**TEXTO PARA LER:**
- - - - -
De janeiro a julho (ou seja, antes mesmo da forte desvalorização de agosto), o aumento da cesta básica alimentar foi de 19,57%. Na comparação entre julho de 2017 e de 2018, o índice chegou 32,4%, superando a inflação interanual, de 31,2%.

Um dos principais alvos de reclamação é o preço da carne. René Porcelana, dono de um açougue em Buenos Aires, diz que os aumentos vieram apenas dois dias depois da disparada do dólar.

Para não perder clientes, ele tentou segurar o aumento: o fornecedor aumentou o frango em 25%, mas ele diz ter repassado “só” 12% ao consumidor. “Se não, as pessoas não consomem”, explica.

Os números da crise

  • 1 para 40 pesos

    O dólar se aproxima de 40 pesos argentinos diversas vezes no mês. Há um ano, estava na casa dos 17

  • 24%

    É o acúmulo da inflação até agosto na Argentina. Salários perderam 10% do valor em oito meses

  • 30%

    dos argentinos vivem abaixo da linha da pobreza segundo último dado disponível, de 2017

Agustin Marcarian/ Reuters Agustin Marcarian/ Reuters

Com medo das remarcações, muitos argentinos decidiram estocar produtos em casa.

“Havia muita incerteza e as pessoas sabiam que o que vinha não era nada bom”, relata Clara Gometz, de 61 anos, vendedora de brinquedos que também fez seu estoque.

Mas para alguns, armazenar não é uma opção. Estima-se que cerca de 30% dos argentinos vivam abaixo da linha da pobreza – gente que não consegue pagar nem o que vai consumir no dia.

“Não tem trabalho, a coisa está feia. Tudo aumentou e o dinheiro não é suficiente para comer”, diz Lourdes Miloc, de 20 anos.

Nesse contexto de empobrecimento, sete tentativas de saques foram registradas, segundo a ministra da Segurança, Patricia Bullrich.

Nem todos acreditam que os episódios sejam motivados pela fome.

“Há crise, mas não a ponto de saquear supermercados. Isso é planejado. As pessoas estão cansadas e não querem que esse tipo de coisa volte a acontecer”, opina o vendedor Claudio Simón, 57.
- - - - -
**DADOS BRUTOS:**
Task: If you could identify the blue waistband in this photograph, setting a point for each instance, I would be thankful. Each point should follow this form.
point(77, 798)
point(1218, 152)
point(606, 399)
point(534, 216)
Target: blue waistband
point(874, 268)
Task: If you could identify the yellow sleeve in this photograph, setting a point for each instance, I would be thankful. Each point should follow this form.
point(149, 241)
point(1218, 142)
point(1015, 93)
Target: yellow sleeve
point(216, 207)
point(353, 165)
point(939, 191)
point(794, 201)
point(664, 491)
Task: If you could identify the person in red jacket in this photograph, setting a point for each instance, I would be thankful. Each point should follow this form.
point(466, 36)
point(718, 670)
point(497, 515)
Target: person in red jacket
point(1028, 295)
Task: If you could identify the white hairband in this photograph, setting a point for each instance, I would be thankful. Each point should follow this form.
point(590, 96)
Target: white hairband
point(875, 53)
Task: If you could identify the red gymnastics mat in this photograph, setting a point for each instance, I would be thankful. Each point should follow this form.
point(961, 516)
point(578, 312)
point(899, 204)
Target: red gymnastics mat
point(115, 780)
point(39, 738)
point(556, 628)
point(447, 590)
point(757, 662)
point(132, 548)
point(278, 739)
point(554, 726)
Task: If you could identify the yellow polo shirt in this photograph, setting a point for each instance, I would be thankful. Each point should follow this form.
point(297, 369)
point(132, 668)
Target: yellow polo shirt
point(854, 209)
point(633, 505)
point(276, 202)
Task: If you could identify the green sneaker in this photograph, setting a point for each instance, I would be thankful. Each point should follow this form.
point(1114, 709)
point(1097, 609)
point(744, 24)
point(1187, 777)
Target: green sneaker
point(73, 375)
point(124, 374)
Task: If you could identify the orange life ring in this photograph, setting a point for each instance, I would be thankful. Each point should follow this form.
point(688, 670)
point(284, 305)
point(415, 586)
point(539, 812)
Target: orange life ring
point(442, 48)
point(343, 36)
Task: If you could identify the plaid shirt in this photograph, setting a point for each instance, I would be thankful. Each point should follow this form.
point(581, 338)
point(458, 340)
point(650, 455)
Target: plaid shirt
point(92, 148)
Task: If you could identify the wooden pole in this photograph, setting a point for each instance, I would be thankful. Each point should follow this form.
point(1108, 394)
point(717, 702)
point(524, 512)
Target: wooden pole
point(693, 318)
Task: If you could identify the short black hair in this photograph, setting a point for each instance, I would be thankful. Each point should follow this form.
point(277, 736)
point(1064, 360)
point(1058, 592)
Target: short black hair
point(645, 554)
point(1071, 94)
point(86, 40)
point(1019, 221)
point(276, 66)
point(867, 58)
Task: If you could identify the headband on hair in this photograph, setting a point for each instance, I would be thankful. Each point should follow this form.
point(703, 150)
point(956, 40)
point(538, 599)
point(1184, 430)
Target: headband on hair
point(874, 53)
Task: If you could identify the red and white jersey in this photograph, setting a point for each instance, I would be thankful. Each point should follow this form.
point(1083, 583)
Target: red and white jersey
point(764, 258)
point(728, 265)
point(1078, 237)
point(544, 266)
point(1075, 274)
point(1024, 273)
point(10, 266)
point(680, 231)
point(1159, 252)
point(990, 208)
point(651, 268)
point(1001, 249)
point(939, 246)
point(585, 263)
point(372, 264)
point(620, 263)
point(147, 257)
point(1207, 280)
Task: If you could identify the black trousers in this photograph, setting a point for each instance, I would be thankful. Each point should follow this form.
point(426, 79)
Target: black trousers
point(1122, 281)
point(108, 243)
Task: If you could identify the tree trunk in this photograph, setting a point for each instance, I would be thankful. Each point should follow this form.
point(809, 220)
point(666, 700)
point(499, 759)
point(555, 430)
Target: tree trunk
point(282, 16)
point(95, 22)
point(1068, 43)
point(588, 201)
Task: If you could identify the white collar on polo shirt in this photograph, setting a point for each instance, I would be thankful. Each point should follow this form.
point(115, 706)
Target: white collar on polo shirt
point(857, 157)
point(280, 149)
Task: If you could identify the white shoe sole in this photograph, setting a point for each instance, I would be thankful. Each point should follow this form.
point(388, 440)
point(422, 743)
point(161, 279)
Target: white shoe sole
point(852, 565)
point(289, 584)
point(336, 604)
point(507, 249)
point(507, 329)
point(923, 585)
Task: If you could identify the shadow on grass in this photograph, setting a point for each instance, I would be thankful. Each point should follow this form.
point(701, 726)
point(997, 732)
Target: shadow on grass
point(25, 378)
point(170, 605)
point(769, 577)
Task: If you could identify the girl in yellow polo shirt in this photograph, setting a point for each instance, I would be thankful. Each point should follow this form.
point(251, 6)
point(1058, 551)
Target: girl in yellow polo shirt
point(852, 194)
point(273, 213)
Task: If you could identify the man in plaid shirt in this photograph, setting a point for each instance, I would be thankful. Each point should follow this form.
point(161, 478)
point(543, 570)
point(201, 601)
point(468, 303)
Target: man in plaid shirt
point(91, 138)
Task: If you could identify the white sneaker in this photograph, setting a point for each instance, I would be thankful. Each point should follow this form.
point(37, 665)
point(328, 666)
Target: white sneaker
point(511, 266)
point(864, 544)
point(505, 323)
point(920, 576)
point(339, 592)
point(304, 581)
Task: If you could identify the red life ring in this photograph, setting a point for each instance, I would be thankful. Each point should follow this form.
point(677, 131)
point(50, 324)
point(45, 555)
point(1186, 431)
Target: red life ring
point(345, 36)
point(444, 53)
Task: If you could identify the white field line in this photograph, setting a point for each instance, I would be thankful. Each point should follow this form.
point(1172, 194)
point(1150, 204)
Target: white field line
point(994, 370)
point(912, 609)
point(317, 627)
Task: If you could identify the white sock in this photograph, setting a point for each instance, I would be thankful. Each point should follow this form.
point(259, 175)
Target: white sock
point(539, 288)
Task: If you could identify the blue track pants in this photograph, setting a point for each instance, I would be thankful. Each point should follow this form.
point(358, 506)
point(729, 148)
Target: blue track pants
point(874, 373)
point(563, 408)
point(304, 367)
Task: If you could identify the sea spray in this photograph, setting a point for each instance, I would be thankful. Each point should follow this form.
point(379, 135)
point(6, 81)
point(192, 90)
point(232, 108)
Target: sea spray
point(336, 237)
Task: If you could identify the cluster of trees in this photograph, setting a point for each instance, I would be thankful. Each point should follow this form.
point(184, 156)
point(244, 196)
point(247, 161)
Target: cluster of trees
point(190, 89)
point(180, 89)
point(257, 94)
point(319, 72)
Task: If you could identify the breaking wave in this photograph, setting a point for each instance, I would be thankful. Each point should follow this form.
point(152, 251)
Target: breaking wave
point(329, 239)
- - - - -
**A FAZER:** No texto sobre a crise na Argentina, qual foi o aumento do frango cobrado pelo fornecedor do açougue de René Porcelana, e quanto ele repassou ao consumidor?

**RESPOSTA CERTA:** O fornecedor aumentou o frango em 25%, e ele repassou 12% ao consumidor.